Look below for the line that has "box: [415, 0, 500, 30]". Set down the lines from there through the line that has "box: [469, 189, 498, 218]", exactly as written.

Record excerpts Start Marker

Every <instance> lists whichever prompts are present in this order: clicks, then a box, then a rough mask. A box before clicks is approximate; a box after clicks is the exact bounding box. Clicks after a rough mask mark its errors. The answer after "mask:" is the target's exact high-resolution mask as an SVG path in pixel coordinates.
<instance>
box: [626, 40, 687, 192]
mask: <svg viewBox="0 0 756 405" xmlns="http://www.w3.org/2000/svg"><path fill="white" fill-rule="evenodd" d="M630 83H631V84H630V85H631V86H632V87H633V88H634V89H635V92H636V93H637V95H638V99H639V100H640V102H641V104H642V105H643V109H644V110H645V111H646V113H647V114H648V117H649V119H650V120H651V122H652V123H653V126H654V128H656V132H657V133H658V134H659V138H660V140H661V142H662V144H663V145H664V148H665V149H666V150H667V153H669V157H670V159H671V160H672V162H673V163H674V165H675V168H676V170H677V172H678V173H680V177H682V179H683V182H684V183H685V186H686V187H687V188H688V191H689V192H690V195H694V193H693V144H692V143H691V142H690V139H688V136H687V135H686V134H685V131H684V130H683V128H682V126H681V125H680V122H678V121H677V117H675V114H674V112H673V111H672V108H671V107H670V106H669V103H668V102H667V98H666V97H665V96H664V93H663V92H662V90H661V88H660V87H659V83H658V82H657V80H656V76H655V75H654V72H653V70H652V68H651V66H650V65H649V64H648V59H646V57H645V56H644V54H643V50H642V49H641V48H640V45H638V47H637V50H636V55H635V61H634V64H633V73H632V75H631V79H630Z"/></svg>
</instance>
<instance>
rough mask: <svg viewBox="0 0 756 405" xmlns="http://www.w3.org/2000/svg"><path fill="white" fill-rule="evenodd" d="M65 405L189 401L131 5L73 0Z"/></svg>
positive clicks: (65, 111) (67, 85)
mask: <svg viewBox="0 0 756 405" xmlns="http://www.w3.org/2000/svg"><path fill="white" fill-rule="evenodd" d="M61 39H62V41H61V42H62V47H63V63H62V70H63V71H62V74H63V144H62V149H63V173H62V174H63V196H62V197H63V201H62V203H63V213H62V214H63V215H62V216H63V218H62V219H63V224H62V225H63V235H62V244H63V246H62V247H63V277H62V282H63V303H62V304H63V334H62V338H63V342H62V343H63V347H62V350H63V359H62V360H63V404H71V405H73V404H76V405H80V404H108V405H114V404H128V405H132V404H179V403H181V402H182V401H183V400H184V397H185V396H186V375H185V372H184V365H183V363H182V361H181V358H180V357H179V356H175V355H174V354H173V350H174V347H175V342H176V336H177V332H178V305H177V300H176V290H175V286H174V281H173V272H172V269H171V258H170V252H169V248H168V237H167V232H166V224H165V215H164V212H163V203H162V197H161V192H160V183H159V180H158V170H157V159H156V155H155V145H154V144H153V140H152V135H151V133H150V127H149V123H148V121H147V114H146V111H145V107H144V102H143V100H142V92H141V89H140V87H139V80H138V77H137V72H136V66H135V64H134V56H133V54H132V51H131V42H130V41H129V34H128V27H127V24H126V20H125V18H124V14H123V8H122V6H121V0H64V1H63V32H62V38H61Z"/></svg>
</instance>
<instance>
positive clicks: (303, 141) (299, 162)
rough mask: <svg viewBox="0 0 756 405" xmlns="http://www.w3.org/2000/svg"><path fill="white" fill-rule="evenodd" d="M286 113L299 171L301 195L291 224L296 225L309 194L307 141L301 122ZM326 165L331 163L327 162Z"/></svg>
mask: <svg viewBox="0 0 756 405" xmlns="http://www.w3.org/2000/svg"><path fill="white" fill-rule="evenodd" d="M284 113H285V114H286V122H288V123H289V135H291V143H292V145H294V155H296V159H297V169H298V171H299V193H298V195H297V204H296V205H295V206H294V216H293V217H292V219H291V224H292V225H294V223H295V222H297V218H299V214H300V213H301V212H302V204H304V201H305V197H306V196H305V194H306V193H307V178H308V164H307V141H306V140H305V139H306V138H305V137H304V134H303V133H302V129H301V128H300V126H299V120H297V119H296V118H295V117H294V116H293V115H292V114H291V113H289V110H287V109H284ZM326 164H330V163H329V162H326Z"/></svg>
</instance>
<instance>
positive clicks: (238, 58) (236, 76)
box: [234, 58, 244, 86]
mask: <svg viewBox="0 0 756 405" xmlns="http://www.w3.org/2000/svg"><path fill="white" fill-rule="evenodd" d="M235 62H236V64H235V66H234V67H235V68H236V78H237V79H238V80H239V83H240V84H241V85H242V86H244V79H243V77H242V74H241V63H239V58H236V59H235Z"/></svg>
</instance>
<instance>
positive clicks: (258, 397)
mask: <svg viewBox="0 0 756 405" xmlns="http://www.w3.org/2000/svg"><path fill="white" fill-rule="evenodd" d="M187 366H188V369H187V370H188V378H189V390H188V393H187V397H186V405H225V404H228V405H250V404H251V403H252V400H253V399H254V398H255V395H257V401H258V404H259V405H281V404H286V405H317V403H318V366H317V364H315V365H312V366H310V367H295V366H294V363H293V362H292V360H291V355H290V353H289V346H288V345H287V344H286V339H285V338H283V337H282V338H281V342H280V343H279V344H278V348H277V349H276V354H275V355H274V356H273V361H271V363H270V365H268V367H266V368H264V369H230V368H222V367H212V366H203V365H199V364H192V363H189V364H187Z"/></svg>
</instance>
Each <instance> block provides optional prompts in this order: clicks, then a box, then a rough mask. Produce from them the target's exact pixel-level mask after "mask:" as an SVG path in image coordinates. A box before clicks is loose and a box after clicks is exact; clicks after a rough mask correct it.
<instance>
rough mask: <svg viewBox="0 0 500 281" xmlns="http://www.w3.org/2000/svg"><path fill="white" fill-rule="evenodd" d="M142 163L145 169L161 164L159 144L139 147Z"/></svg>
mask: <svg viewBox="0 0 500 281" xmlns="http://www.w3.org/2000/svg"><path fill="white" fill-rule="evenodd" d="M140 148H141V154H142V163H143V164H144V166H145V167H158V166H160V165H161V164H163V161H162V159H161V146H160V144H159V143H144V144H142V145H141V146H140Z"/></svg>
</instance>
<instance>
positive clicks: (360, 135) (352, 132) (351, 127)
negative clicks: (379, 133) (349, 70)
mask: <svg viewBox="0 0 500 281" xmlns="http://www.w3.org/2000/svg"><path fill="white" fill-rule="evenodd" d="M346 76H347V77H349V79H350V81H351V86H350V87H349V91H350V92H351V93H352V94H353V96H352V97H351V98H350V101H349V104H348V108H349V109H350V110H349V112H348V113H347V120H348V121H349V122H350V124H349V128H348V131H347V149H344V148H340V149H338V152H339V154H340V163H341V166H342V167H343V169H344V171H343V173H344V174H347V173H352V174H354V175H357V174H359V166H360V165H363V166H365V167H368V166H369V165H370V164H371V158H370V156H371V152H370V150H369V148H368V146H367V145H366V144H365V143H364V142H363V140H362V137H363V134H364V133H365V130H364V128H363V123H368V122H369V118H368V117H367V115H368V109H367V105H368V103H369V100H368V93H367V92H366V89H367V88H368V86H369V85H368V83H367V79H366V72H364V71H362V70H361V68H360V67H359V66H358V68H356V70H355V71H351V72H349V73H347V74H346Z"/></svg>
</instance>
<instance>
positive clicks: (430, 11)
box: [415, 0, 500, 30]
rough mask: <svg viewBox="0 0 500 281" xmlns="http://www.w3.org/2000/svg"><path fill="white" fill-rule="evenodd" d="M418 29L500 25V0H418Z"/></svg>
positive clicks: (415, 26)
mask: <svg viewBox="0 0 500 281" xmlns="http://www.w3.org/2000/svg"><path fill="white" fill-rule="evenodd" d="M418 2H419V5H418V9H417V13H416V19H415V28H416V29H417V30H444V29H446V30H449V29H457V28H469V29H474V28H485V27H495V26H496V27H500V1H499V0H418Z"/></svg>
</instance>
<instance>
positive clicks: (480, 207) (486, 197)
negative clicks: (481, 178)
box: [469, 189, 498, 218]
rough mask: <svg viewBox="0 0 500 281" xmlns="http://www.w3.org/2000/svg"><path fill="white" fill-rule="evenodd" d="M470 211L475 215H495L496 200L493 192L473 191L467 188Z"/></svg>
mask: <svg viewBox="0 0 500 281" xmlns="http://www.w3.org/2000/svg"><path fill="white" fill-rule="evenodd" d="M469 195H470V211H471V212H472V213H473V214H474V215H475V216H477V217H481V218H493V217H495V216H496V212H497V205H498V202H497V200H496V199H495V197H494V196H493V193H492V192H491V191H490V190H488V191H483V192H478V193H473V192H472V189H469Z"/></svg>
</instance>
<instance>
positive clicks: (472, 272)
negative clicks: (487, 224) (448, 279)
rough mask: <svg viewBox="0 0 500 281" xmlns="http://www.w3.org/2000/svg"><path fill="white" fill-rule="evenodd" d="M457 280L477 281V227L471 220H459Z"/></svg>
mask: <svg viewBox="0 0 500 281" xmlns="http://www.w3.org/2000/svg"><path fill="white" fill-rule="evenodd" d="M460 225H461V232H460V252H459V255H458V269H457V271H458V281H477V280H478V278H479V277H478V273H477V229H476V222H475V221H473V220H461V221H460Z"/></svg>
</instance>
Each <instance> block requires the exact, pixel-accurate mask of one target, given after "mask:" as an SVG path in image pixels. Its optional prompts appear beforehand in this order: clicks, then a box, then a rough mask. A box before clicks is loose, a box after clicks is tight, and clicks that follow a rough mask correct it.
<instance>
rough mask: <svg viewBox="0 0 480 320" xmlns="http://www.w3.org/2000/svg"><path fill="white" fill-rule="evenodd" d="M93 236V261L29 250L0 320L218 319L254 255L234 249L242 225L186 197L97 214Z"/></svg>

Record excerpts End Marker

▶ [Answer to this problem]:
box: [415, 0, 500, 30]
rough mask: <svg viewBox="0 0 500 281" xmlns="http://www.w3.org/2000/svg"><path fill="white" fill-rule="evenodd" d="M418 29L500 25V0H418Z"/></svg>
positive clicks: (415, 26)
mask: <svg viewBox="0 0 500 281" xmlns="http://www.w3.org/2000/svg"><path fill="white" fill-rule="evenodd" d="M418 2H419V5H418V9H417V13H416V19H415V28H416V29H417V30H444V29H446V30H449V29H457V28H469V29H474V28H485V27H495V26H496V27H500V1H499V0H418Z"/></svg>
</instance>
<instance>
positive clicks: (480, 207) (486, 197)
negative clicks: (481, 178)
box: [469, 189, 498, 218]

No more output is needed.